## What you have to do
Count how many lines of the records below contain the string "after", treating uppercase and lowercase as different. Give only the number.

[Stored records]

+++

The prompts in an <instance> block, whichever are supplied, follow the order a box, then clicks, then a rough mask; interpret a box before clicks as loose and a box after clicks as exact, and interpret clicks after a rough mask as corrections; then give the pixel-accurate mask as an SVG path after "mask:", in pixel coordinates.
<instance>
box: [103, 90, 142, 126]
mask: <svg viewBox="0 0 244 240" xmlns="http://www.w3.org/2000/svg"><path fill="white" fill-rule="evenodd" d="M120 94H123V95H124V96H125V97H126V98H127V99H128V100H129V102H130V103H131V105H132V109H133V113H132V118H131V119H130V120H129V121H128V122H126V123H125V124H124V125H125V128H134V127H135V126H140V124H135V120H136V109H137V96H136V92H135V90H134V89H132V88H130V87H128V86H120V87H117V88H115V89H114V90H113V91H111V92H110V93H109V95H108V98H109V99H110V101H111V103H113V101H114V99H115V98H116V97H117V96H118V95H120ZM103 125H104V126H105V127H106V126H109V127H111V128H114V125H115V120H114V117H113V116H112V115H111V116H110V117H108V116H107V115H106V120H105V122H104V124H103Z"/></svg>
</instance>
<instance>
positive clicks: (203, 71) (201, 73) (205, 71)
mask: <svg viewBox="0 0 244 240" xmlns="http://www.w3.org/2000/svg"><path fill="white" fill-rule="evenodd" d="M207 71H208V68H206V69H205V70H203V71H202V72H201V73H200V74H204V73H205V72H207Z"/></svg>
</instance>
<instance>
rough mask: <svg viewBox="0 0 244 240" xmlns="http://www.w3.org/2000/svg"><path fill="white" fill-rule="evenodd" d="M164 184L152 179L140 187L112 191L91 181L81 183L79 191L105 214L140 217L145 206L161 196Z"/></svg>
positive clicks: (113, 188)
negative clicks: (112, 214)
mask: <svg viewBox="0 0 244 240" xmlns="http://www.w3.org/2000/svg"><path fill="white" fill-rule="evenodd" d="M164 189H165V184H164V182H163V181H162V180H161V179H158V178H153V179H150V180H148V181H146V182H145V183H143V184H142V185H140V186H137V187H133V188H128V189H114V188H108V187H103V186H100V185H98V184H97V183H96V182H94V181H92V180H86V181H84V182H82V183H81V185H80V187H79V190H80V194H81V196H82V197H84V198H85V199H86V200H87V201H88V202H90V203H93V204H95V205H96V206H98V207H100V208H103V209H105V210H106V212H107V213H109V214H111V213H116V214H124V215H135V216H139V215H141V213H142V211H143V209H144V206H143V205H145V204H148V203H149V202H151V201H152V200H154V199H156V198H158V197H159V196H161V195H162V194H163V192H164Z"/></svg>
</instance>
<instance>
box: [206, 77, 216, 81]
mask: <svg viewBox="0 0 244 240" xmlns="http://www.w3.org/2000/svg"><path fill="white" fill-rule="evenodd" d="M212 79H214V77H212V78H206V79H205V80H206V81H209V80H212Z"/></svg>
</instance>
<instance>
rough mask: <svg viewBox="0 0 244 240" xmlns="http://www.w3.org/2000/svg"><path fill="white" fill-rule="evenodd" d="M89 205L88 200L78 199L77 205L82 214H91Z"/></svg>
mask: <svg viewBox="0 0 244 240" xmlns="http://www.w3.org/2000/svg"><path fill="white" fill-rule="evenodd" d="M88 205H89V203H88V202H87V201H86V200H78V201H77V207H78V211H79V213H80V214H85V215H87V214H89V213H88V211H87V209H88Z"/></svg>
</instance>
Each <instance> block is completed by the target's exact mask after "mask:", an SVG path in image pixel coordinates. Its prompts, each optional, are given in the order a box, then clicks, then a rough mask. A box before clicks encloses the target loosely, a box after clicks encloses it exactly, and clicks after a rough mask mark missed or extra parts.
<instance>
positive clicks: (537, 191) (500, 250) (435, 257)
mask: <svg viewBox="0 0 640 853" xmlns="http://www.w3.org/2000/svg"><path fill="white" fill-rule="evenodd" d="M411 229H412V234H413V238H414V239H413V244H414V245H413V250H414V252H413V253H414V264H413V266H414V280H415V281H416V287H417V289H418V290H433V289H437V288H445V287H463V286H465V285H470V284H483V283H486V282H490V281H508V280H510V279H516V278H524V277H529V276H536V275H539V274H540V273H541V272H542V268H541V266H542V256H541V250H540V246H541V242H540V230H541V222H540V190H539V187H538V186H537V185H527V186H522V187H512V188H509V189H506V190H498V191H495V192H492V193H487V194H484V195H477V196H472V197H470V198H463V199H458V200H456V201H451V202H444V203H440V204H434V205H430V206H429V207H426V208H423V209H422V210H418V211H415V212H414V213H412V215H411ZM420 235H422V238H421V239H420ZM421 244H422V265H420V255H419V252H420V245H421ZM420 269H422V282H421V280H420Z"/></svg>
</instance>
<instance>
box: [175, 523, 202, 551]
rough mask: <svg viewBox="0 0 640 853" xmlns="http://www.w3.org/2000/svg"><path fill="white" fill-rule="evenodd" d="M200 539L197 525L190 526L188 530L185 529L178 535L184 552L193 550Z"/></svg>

+++

## Answer section
2